Some records
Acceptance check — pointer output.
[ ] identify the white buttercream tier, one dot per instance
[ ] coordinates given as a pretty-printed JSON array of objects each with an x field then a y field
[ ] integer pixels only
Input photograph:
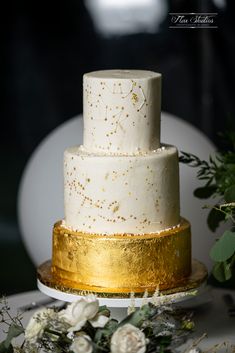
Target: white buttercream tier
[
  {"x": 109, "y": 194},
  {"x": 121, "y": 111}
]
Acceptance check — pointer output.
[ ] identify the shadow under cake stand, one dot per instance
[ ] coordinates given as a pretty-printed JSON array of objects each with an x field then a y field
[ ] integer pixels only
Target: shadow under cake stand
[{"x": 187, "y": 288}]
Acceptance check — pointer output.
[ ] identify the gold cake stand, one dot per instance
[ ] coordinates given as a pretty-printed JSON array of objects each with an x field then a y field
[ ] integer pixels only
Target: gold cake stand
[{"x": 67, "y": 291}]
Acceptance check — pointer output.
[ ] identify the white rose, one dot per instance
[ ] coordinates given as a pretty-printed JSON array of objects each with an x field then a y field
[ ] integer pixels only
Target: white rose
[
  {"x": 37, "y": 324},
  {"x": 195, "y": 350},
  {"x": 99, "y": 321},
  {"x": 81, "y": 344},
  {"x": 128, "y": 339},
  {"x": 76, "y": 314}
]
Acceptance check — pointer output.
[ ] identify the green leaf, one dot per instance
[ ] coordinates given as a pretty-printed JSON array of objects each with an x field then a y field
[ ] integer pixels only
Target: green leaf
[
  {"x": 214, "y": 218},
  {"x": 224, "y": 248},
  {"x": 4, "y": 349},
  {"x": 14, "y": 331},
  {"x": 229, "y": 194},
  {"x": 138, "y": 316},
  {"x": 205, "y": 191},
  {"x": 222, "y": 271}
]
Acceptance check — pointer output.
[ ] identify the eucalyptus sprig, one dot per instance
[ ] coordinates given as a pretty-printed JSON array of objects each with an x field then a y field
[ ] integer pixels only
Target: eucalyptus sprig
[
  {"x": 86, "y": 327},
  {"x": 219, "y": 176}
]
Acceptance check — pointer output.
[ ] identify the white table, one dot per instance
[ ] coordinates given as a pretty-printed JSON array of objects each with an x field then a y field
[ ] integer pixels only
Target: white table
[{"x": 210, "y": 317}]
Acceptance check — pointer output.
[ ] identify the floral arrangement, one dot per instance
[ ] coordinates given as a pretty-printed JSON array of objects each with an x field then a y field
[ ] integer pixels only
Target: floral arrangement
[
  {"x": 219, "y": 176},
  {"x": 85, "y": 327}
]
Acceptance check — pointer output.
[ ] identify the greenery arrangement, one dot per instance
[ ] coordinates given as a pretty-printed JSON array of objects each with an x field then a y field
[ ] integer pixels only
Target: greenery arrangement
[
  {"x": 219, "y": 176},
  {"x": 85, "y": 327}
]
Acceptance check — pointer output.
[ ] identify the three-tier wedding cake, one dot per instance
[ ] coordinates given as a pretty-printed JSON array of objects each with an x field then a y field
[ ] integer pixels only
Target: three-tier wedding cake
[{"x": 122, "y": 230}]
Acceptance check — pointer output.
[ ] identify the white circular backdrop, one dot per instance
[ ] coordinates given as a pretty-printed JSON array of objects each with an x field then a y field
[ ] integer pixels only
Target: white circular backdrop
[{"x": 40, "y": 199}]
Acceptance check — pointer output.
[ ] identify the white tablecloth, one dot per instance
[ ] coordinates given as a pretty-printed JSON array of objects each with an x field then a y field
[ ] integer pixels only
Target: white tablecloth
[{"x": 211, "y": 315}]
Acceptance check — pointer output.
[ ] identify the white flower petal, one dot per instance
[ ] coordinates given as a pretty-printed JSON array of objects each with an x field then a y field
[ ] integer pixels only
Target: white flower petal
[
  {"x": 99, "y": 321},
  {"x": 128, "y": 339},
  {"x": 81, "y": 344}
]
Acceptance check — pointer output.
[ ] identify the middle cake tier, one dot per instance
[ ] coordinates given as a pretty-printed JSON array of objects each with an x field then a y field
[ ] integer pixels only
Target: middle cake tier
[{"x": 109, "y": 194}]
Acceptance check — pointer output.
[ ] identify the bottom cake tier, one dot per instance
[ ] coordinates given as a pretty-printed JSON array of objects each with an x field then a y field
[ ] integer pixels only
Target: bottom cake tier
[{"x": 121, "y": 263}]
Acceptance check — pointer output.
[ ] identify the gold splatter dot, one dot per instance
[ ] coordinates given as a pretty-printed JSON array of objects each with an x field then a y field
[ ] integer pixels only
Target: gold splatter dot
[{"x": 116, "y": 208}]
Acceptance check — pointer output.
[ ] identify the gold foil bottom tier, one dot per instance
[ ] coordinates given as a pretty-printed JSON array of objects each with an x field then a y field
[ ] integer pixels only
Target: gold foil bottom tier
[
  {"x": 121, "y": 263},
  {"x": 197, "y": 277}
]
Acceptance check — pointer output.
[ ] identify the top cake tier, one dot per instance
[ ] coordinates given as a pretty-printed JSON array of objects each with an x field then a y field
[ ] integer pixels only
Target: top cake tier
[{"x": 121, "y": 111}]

> Work instructions: Replicate the material above verbatim; images stay out of the copy.

> Written response:
Acceptance check — pointer output.
[ ] identify the white buttercream tier, one dot per instance
[ ] coordinates given as a pretty-printed JSON array of objects each with an x field then a y field
[ ] integer pixels only
Input photograph:
Target: white buttercream tier
[
  {"x": 109, "y": 194},
  {"x": 121, "y": 111}
]
Acceptance check — pointer output.
[ ] identify the shadow under cake stand, one dot per instance
[ ] coordinates given as a pretty-printed JSON array of objects each with an x field then a y field
[ ] integer pixels only
Target: shadow under cake stand
[{"x": 187, "y": 288}]
Acceptance check — pointer output.
[ ] identify the gold cake stand, one dot per instance
[ ] coordinates given as a pretty-printed JSON array of objects each with an x field then a y field
[ ] integer pixels only
Target: gold cake stand
[{"x": 67, "y": 291}]
Acceptance check — pointer output.
[ ] identify the white rose, one dot per instance
[ ] coordinates given as a pretty-printed JSON array of objects each with an x field then a y field
[ ] integer pixels only
Target: white rose
[
  {"x": 37, "y": 324},
  {"x": 195, "y": 350},
  {"x": 99, "y": 321},
  {"x": 81, "y": 344},
  {"x": 128, "y": 339},
  {"x": 76, "y": 314}
]
Acceptance check — pointer output.
[ ] identify the green leaf, one dot per instance
[ ] coordinates given as a pretty-printed JSON array of objects each with an x field then a y field
[ ] integer pixels only
Target: green leaf
[
  {"x": 214, "y": 218},
  {"x": 224, "y": 248},
  {"x": 4, "y": 349},
  {"x": 14, "y": 331},
  {"x": 229, "y": 194},
  {"x": 138, "y": 316},
  {"x": 205, "y": 191},
  {"x": 222, "y": 271}
]
Acceptance check — pointer output.
[ ] identify the eucalyptus sprig, one dot per instance
[ ] coordinates given as a pretty-printed JSON array of objects each with an x field then a y field
[ ] integer pixels only
Target: eucalyptus sprig
[
  {"x": 86, "y": 327},
  {"x": 219, "y": 176}
]
Acceptance check — pointer output.
[ ] identify the white table, one dot per instance
[ ] coordinates given as a pretty-printed JSON array of objects each with an x field then a y field
[ ] integer pixels only
Target: white table
[{"x": 210, "y": 317}]
Acceptance check — pointer output.
[ ] identify the floral arrangement, one dot per instance
[ ] coordinates given as a pretty-printed JSON array of objects each with an x field then a y field
[ ] integer pixels only
Target: floral arrangement
[
  {"x": 219, "y": 176},
  {"x": 85, "y": 327}
]
Acceptance check — pointer output.
[ ] identify the greenery arrangement, one dot per instance
[ ] coordinates given as a pretty-printed JSON array of objects each with an x field then a y field
[ ] integer pixels only
Target: greenery arrangement
[
  {"x": 219, "y": 176},
  {"x": 85, "y": 327}
]
Acceptance check — pointer output.
[ ] identify the three-tier wedding cake, one dot per instance
[ ] coordinates given as a pretty-printed JSON array of objects each with an x field then a y field
[ ] integer pixels only
Target: three-tier wedding cake
[{"x": 122, "y": 230}]
Acceptance check — pointer output.
[ ] identify the white circular backdrop, one dot per instance
[ ] coordinates given as a pretty-printed JSON array of objects each with an x field then a y field
[ ] integer pixels only
Target: white circular backdrop
[{"x": 40, "y": 199}]
Acceptance check — pointer output.
[ ] identify the white tablecloth, one dot per instance
[ ] coordinates given as a pretty-printed JSON array of objects each with an x field then a y field
[ ] integer pixels only
Target: white tablecloth
[{"x": 211, "y": 315}]
Acceptance check — pointer output.
[ ] identify the white flower petal, one dot per instance
[ ] coordinates given as a pretty-printed JSON array of objects each with an x field then a y field
[ ] integer pixels only
Target: white flower petal
[
  {"x": 99, "y": 321},
  {"x": 128, "y": 339},
  {"x": 81, "y": 344}
]
Acceptance check — pointer output.
[ ] identify the middle cake tier, one dot per instance
[ ] coordinates given as a pretty-printed JSON array of objects each with an x field then a y field
[ ] integer pixels only
Target: middle cake tier
[{"x": 109, "y": 194}]
Acceptance check — pointer output.
[ ] identify the bottom cake tier, one dot per instance
[ ] coordinates given as a pretty-printed JSON array of objects each with an x field then a y field
[ ] integer pixels only
Target: bottom cake tier
[{"x": 121, "y": 263}]
Acceptance check — pointer output.
[ ] identify the gold splatter dot, one dot per instance
[ ] coordinates given as a pretty-printed JSON array of objects each with an x field then a y field
[ ] integer pixels only
Target: gold splatter dot
[{"x": 116, "y": 208}]
Acceptance check — pointer output.
[ ] identify the gold foil bottom tier, one dot per instance
[ ] coordinates given as a pretty-printed JSON array of objects each with an x field then a y field
[ ] integer pixels only
Target: gold foil bottom tier
[
  {"x": 121, "y": 263},
  {"x": 197, "y": 277}
]
Acceptance check — pointer output.
[ ] identify the top cake tier, one dot per instance
[ ] coordinates given as a pretty-printed JSON array of objects each with an x field then a y field
[ ] integer pixels only
Target: top cake tier
[{"x": 121, "y": 111}]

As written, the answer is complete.